PASSAGE TO READ:

════════════════════

Toy case. Imagine the three tokens ["The", "cat", "slept"]. When the model updates the token "slept", its query can be thought of as asking, “Who is performing this action?” The key for "cat" is more likely to match that question than the key for "The", so the value from "cat" contributes more strongly to the new representation of "slept".

You can read that process in plain language like this:

"slept" asks a question
-> "cat" matches that question well
-> "cat" sends more information forward

2.5 Why the dot product?

The term \(QK^T\) computes similarity scores between queries and keys. A larger dot product means stronger alignment between “what this token wants” and “what that token offers.”

If you are new to the dot product, here is the simplest intuition:

  • if two vectors point in similar directions, the dot product tends to be larger
  • if they are unrelated, the dot product tends to be smaller
  • if they oppose each other, it can even become negative

In attention, we use this as a learned similarity test. We are not comparing words directly. We are comparing their learned query and key vectors.

Toy case. Suppose one query is \(q = [2, 1]\). If the key for "cat" is \(k_{cat} = [2, 1]\), then \(q \cdot k_{cat} = 5\). If the key for "The" is \(k_{the} = [0, 1]\), then \(q \cdot k_{the} = 1\). The model will treat "cat" as more relevant than "The" for that query.

This means dot products give us a very compact answer to the question:

“Which tokens match what I need right now?”

2.6 Why divide by \(\sqrt{d_k}\)?

As the key/query dimension \(d_k\) grows, raw dot products tend to grow in magnitude. Large scores can make the softmax output extremely peaked, which leads to unstable learning and weak gradients. Dividing by \(\sqrt{d_k}\) keeps the score scale more controlled.

In beginner language, the scaling factor is a numerical stabilizer. It does not change the logic of attention. It keeps the score values in a range where softmax behaves more smoothly.

Without scaling:

  • large dimensions can create very large scores,
  • very large scores can make one token dominate too aggressively,
  • and learning becomes less stable.

════════════════════

STORED DATA:
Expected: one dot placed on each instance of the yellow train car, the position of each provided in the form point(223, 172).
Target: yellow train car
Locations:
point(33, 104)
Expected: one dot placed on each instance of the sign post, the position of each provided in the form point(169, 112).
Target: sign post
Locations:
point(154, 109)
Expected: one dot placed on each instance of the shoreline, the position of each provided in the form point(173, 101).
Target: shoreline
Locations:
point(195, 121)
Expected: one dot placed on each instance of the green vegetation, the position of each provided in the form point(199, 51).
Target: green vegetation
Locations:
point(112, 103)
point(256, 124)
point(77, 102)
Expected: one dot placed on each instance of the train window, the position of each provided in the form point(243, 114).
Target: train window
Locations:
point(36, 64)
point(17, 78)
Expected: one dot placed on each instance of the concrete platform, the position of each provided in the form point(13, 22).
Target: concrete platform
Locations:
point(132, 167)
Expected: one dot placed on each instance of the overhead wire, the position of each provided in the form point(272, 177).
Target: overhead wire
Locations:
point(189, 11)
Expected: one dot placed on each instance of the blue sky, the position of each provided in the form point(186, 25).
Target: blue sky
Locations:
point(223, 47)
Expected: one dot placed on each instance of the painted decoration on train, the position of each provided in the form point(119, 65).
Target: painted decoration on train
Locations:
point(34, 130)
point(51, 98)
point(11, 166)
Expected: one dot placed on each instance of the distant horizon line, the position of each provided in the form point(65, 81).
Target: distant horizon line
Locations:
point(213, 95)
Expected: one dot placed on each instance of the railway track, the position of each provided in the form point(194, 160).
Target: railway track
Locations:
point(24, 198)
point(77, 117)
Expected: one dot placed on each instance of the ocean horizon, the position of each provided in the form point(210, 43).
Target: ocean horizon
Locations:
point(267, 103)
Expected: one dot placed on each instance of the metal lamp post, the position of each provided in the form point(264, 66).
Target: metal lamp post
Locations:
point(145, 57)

════════════════════

TASKS AND EXERCISES:
1 – List every case the text on the attention mechanism gives for how the dot product of two vectors behaves.
2 – Go on with the text on the attention mechanism, starting after its last sentence.
The lines have nothing to do with any of this.

THE REPLIES:
1 –
- If two vectors point in similar directions, the dot product tends to be larger.
- If they are unrelated, the dot product tends to be smaller.
- If they oppose each other, it can even become negative.

2 –
This motivation is emphasized in the Transformer paper and is also discussed in beginner-friendly form in Sebastian Raschka’s walkthrough.

Toy case. Suppose a raw dot-product score is 8 when \(d_k = 4\). After scaling, it becomes \(8 / \sqrt{4} = 4\). If another layer has a raw score 32 when \(d_k = 64\), scaling gives \(32 / \sqrt{64} = 4\) again. The scaling keeps scores from exploding just because the vector dimension is larger.

So the question is not “Why make the score smaller?” The better question is:

“Why keep score magnitudes comparable as vector size changes?”

That is what the scaling term does.

2.7 What does softmax do?

Softmax converts each row of scores into a probability-like distribution:

  • every value becomes non-negative,
  • each row sums to 1,
  • larger scores receive larger weights.

So after softmax, each token has a learned weighting over all tokens in the sequence.

This step is what turns raw similarity numbers into something operational. Before softmax, scores are just arbitrary real values. After softmax, they become attention weights that tell the model how much each token should matter.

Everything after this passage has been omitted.